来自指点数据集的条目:

■ ■ ■ ■

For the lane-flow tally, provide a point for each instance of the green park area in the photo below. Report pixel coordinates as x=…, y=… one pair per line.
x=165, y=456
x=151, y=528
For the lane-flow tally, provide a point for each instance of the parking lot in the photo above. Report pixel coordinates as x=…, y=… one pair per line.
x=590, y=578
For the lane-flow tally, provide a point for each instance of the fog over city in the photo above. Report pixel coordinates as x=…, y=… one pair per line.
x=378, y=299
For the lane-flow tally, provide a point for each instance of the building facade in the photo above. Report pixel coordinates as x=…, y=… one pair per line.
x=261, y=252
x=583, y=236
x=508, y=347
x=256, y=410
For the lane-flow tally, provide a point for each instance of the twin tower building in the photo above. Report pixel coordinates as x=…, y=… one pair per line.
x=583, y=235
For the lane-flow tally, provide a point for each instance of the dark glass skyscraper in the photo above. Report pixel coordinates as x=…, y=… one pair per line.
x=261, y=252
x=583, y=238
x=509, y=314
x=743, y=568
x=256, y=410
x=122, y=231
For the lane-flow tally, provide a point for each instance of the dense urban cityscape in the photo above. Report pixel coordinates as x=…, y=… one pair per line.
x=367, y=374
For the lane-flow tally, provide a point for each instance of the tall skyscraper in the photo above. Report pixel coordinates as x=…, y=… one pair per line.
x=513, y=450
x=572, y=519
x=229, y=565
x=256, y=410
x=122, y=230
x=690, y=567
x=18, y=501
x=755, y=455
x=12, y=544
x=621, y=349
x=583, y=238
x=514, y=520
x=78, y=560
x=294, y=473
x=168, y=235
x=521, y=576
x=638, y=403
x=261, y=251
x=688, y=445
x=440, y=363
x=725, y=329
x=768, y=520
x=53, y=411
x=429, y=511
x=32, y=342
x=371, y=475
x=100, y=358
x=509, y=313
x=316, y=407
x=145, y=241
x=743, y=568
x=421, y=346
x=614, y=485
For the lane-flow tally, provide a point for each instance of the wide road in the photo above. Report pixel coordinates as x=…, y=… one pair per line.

■ ■ ■ ■

__任务要求__. 把上面列表里的每一行逐字重复一遍，不作任何改动。

__最终答案__.
For the lane-flow tally, provide a point for each instance of the green park area in the photo below. Report pixel coordinates as x=…, y=… one pair per line.
x=165, y=456
x=151, y=528
For the lane-flow tally, provide a point for each instance of the parking lot in the photo above. Report pixel coordinates as x=…, y=… one pair per line.
x=590, y=578
For the lane-flow tally, provide a point for each instance of the fog over city in the photo above. Report pixel coordinates as x=…, y=… one pair per line.
x=378, y=299
For the lane-flow tally, provide a point for each instance of the building facade in the photo above. Report pixel coordinates as x=…, y=… one pair per line.
x=261, y=252
x=583, y=236
x=508, y=347
x=256, y=410
For the lane-flow tally, provide a point for each instance of the twin tower building in the photo above. Report pixel coordinates as x=…, y=… one pair per line.
x=583, y=235
For the lane-flow tally, provide a point for each instance of the dark glass skyscraper in the photo above. Report pixel coordinates as x=…, y=… one pair per line.
x=261, y=252
x=583, y=238
x=509, y=314
x=743, y=568
x=256, y=410
x=122, y=231
For the lane-flow tally, provide a point for each instance of the dense urban cityscape in the photo above. Report pixel coordinates as x=…, y=… one pair per line.
x=367, y=374
For the lane-flow tally, provide a point for each instance of the tall skyscraper in the photo above. Report pixel coordinates as x=…, y=… one pair per line.
x=513, y=450
x=572, y=519
x=229, y=565
x=256, y=410
x=122, y=230
x=690, y=567
x=18, y=501
x=755, y=455
x=12, y=544
x=621, y=349
x=583, y=238
x=514, y=520
x=78, y=560
x=294, y=473
x=168, y=235
x=521, y=576
x=638, y=403
x=261, y=251
x=688, y=445
x=440, y=363
x=725, y=329
x=768, y=520
x=53, y=411
x=429, y=511
x=32, y=342
x=371, y=475
x=100, y=358
x=509, y=313
x=316, y=407
x=145, y=241
x=743, y=568
x=421, y=346
x=614, y=485
For the lane-flow tally, provide a point for each instance of the wide road in the photo above. Report pixel coordinates as x=…, y=… one pair per line.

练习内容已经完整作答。